Tuesday, February 28, 2012

Why Sexy Costumes For Female Superheroes Piss People Off

Just to be clear, I'm talking about an emotional response. I don't have a problem with Jim Lee drawing sexy women. He's good at it, and he should continue to do the world that service. I'm just trying to explain where the counterargument comes from.

And this really isn't in response to Zak's post, specifically, but to some of the comments on it, and on comments that I've seen pop up in this kind of discussion elsewhere.

So.

Has everyone here seen Transformers? The first live action movie.

Don't go see Transformers. Let's all just pretend that we've seen Transformers.

There's this scene where Megan Fox's character is fixing Bumblebee, before we know that he's Bumblebee. She's leaning over the car. She's wearing this revealing outfit. Bare midriff. Etc. And the camera moves up and down her body in imitation of where Shia La-whatever's gaze is presumably travelling, and where (attracted-to-lady-bits) part of the audience is following.

I'm not going to rewatch the movie to be sure but I'm pretty sure there's not an equivalent scene where we see Sam from his girlfriend's perspective.

Okay. Does this make sense in the movie? Yeah. Sam is the main character: the camera represents Sam's perspective.

But it does imply that the audience is assumed to be male, too. Again: Okay. Sure. Giant trucks smashing into each other? Guy stuff. Guys and girls are different, like different movies, making some for one and some for the other, no big deal.

But like, just staying in the realm of action movies for a minute, you get to the point where you're like, Jesus--

Every time I go to see a movie with a male protagonist blowing stuff up, he's a sexual actor and we see the chicks around him from his perspective and sometimes he's hot so that's cool and sometimes he's just some average-ish dude who the ladies are all nuts about for no well-defined reason and that's annoying.
##########
Your tasks:
**A)** In the blog post on superhero costumes, what is Megan Fox's character repairing in the Transformers scene it describes?
**B)** Reproduce word for word the passage of the blog post on superhero costumes that opens with the words containing "Just to be clear, I'm" and closes with "we've seen Transformers.".
Rely only on the blog post on superhero costumes above.
##########
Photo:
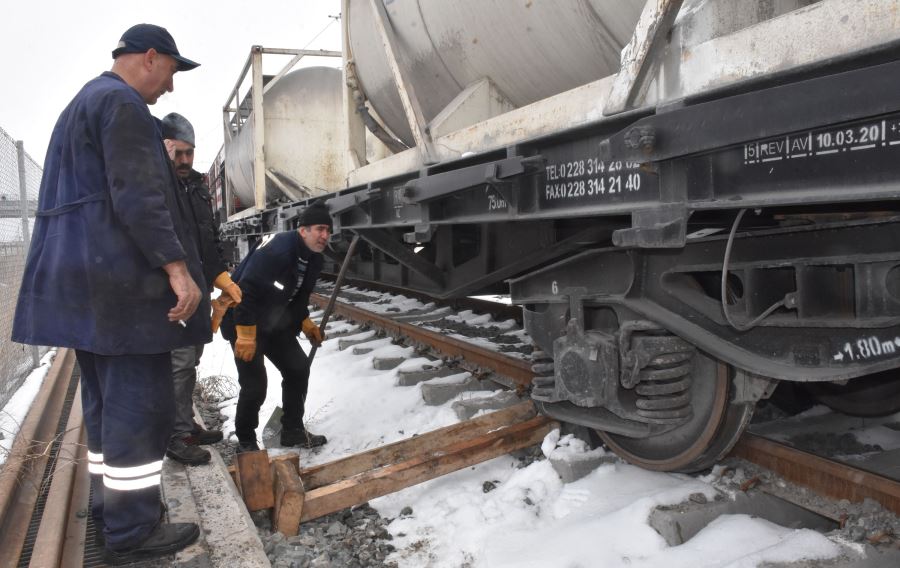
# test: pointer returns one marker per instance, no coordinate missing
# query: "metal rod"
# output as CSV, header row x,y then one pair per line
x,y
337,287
##########
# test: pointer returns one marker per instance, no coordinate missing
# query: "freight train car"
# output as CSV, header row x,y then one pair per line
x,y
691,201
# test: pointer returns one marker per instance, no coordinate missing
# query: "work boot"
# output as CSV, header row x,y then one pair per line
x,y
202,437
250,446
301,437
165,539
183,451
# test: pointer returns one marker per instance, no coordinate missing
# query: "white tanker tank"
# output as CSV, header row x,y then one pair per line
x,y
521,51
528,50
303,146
##########
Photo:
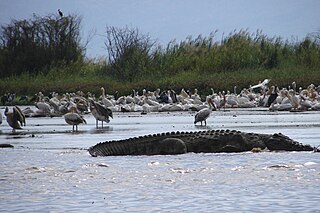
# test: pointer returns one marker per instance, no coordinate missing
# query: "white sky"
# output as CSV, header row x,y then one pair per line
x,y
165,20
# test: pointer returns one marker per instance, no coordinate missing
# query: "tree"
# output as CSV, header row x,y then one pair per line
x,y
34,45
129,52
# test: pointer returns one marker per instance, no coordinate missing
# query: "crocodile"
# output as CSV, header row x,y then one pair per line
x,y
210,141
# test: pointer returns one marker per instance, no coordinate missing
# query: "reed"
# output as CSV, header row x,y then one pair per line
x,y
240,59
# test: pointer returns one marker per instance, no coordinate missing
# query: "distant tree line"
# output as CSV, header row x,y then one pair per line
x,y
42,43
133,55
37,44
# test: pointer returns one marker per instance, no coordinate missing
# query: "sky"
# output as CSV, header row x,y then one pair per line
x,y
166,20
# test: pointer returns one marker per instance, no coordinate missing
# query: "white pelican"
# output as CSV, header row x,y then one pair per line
##########
Solutions by task:
**A)** She is fixing Bumblebee, before the audience knows that the car is Bumblebee.

**B)**
Just to be clear, I'm talking about an emotional response. I don't have a problem with Jim Lee drawing sexy women. He's good at it, and he should continue to do the world that service. I'm just trying to explain where the counterargument comes from.

And this really isn't in response to Zak's post, specifically, but to some of the comments on it, and on comments that I've seen pop up in this kind of discussion elsewhere.

So.

Has everyone here seen Transformers? The first live action movie.

Don't go see Transformers. Let's all just pretend that we've seen Transformers.